How to complete this task — From the text below about the 2016 USWNT call-up, list every senior national team match Sullivan played, with the opponent where the text names one and the minutes she played.

Reading text —
---

2016 topped by USWNT call-up
As if Sullivan wasn’t already having a fantastic year with Stanford, she was called up to the senior U.S. Women’s National Team in October along with Stanford teammate Jane Campbell to be two of only three collegiate players to be in called in by head coach Jill Ellis. The midfielder immediately found herself in the starting lineup for her first senior team appearance on October 20th against Switzerland. She played 75 minutes, looking calm and confident in the holding midfield position with some of the greatest players in the world. Only three days later, Sullivan earned yet another start for the national team, this time playing the entire 90 minutes.
“It’s absurd,” Sullivan laughed when reflecting on those few weeks. “I was really shocked to get called in at all, especially in the college season. It’s been a dream of mine for a long time so to get to go in was absolutely amazing and to play with people I’ve looked up to and be on the same team as them and to be their teammates was just the biggest honor and just a blast.”
With her two performances in October, Sullivan’s time with the USWNT wasn’t over for the year. In November, the Stanford product was the only collegiate player to be called in once again for the USWNT’s last two friendlies of the year. She started both matches against Romania, logging 61 minutes in the first match - one that all her Stanford teammates were in attendance for - and the full 90 in the last game of the year.

---

Data for review —
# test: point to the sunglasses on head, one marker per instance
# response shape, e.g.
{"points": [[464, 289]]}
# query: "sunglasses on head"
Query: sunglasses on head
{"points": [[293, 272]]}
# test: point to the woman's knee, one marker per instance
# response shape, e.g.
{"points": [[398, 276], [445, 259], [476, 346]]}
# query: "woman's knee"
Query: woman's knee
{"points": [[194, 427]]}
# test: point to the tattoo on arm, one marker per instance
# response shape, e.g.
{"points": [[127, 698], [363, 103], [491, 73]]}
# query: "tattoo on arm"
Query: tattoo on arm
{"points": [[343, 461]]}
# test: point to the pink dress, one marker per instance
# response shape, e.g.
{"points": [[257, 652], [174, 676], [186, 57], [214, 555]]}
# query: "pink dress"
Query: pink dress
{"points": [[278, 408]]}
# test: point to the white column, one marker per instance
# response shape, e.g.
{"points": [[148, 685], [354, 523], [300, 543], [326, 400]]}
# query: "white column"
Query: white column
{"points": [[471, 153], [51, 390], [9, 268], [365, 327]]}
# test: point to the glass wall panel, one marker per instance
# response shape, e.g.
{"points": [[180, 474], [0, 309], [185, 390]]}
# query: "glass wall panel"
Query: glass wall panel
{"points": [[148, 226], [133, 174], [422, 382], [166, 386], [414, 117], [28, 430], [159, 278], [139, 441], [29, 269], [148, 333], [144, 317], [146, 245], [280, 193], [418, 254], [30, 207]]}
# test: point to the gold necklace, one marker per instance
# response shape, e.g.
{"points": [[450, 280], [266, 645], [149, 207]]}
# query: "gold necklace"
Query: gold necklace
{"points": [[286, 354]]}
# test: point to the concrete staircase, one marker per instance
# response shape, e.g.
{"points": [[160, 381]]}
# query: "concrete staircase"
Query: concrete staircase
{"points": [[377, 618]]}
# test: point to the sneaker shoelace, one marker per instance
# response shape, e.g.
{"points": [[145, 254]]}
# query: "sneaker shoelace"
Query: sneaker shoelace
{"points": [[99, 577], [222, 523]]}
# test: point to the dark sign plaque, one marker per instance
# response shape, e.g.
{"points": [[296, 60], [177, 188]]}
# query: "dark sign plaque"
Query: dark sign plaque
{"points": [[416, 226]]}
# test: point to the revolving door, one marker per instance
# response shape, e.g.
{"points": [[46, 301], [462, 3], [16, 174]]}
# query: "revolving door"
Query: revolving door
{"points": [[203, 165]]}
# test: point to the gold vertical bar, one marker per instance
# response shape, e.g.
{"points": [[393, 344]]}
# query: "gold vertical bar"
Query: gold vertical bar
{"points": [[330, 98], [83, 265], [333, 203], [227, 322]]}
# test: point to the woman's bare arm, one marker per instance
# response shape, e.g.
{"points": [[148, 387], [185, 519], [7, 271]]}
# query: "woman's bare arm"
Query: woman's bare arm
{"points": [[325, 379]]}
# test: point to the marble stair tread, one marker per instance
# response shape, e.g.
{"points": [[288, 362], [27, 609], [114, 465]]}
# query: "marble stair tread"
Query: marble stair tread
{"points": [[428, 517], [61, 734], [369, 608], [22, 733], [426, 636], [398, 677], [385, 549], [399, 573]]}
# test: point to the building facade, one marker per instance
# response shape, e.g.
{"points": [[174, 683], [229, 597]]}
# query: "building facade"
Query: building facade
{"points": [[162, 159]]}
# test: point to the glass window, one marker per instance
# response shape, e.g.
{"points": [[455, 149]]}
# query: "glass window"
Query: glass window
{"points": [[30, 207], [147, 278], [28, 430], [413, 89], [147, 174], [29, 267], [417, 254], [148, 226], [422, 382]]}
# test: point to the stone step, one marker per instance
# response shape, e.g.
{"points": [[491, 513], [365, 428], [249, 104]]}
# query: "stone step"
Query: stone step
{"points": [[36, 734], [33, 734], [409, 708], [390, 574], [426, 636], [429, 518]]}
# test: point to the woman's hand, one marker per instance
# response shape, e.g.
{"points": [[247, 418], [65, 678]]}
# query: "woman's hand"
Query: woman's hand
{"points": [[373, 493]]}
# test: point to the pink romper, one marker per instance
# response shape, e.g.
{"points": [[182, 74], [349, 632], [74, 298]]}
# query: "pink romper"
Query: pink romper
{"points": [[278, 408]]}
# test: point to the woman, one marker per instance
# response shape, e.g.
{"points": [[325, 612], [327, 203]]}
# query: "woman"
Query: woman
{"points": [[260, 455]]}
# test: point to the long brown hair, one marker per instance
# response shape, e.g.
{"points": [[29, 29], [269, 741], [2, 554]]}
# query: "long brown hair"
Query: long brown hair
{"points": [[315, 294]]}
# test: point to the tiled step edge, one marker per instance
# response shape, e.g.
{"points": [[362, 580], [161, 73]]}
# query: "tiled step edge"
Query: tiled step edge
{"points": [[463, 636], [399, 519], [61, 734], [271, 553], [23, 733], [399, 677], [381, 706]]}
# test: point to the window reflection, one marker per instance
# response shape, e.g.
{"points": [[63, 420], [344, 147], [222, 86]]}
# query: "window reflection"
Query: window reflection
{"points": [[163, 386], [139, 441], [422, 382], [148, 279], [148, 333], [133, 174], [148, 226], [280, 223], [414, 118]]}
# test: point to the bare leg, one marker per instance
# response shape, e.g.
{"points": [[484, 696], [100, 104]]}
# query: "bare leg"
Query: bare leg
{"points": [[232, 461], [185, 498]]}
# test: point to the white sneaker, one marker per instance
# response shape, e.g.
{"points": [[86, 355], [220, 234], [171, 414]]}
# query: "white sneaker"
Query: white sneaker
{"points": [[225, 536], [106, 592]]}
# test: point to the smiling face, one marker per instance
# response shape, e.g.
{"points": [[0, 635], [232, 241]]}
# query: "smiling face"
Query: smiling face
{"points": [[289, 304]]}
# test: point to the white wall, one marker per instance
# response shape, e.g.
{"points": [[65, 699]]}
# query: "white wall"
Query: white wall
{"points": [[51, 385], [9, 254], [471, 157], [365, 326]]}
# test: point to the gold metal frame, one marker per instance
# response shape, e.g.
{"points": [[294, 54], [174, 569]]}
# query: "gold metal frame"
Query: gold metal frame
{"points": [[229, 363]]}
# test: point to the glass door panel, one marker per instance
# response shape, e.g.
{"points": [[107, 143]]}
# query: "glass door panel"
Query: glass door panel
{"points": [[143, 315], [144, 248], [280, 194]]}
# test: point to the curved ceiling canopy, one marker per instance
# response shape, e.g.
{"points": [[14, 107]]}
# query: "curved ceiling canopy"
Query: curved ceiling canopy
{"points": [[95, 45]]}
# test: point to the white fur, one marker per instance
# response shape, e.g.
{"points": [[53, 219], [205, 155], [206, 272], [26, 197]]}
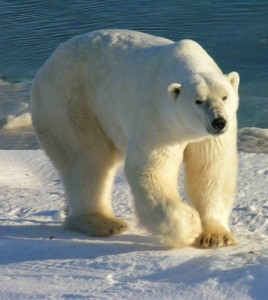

---

Final answer —
- October 20 against Switzerland: 75 minutes
- Three days later (opponent not named): 90 minutes
- First November match against Romania: 61 minutes
- Last game of the year against Romania: 90 minutes